(Task input Opens)

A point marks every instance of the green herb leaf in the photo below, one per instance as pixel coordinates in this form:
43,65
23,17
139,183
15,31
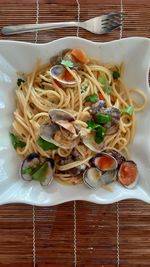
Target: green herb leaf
45,145
40,174
106,87
84,88
16,141
28,170
92,98
19,81
100,134
92,125
116,74
129,110
67,63
102,118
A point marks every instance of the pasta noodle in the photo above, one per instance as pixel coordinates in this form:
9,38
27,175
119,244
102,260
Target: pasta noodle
40,93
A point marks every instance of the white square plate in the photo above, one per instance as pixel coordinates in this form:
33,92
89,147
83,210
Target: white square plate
22,57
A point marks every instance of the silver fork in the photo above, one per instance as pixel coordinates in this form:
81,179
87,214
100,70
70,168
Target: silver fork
98,25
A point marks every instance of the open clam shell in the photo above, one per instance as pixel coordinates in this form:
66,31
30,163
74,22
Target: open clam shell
109,177
64,119
105,162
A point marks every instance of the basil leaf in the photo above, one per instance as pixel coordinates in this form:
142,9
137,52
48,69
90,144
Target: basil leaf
67,63
100,134
16,141
45,145
40,174
92,125
19,81
116,74
28,170
84,88
129,110
102,118
92,98
106,87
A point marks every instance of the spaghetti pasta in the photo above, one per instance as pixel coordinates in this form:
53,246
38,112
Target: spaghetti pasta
41,93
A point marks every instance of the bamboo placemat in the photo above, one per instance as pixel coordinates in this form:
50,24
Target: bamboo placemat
103,233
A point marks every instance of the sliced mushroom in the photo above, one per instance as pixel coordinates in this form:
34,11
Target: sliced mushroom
113,112
128,174
53,134
92,178
60,115
62,75
28,165
105,162
63,118
96,108
116,154
88,140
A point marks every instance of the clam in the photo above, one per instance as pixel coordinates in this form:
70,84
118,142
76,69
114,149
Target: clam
63,118
92,178
128,174
105,162
62,75
29,163
76,171
109,177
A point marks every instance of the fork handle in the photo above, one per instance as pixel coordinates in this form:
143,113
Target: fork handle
7,30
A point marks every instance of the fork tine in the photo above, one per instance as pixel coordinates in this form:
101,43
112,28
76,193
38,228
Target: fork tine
112,16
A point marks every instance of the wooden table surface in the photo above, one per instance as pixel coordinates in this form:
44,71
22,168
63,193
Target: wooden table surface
96,224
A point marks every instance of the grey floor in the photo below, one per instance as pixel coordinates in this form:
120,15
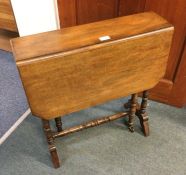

(Task input Closes)

### What you need to do:
Without including any pictures, print each record exactly.

### Response below:
A point marks every instance of the green herb leaf in the photo below, one per instance as pixel coordinates in this form:
43,65
23,17
139,183
15,31
Target: green herb leaf
45,145
40,174
106,87
84,88
16,141
28,170
92,98
19,81
100,134
92,125
116,74
129,110
67,63
102,118
A point marks every instance of the pasta noodle in the photo above, one per instance as pixel coordinates in this form:
9,38
27,175
119,244
102,260
Target: pasta noodle
40,93
A point marks every instance of the white square plate in the photo above, one per instance as pixel coordinates in this form:
33,92
89,147
83,210
Target: white square plate
22,57
A point marks every instance of the silver fork in the photo above, one per instance as pixel coordinates in this form:
81,179
87,214
100,70
70,168
Target: silver fork
98,25
A point marks every instance of the open clam shell in the photo above, one per instance as pixel coordinates in this form:
66,31
30,163
74,22
Target: open clam shell
109,177
64,119
105,162
A point marks every instance of the basil leaf in the photo above, one per instance as pixel coordinates in this form:
142,9
137,52
48,69
90,144
Target: basil leaf
67,63
100,134
16,141
45,145
40,174
92,125
19,81
116,74
28,170
84,88
129,110
102,118
92,98
106,87
A point marks every instance of the spaghetti pasta in the photo above, one per instance as pixel coordinates in this form:
53,246
38,112
Target: spaghetti pasta
41,93
A point marks every instance of the bamboo placemat in the photo above, one per instance as pixel coordinates in this form:
50,24
Target: bamboo placemat
103,233
A point marks every instance of the sliced mushroom in the photo above, one per instance as pixel coordinates in this form:
34,11
Target: sliced mushroom
113,112
128,174
53,134
92,178
60,115
62,75
28,165
105,162
63,118
96,108
116,154
88,140
A point marks every instance of the clam in the photo above, one per instance as pixel coordinates in this form:
70,84
118,142
76,69
114,149
Target: clam
63,118
92,178
128,174
105,162
62,75
29,163
76,171
109,177
A point marks every instance of the fork handle in the photo above, one per instance as pixel coordinates in this form:
143,113
Target: fork handle
7,30
A point marks every instance of the fork tine in the photo above, one per instance as pixel coordinates in this form:
101,43
112,28
76,193
38,228
Target: fork tine
112,16
A point marks every instance of the wooden table surface in the photo above, one per instance as pixel coordinates in this form:
44,71
22,168
63,193
Target: wooden table surface
96,224
A point marks every instance of the grey floor in the photo below, one per instance as pixel coordinates in this form:
120,15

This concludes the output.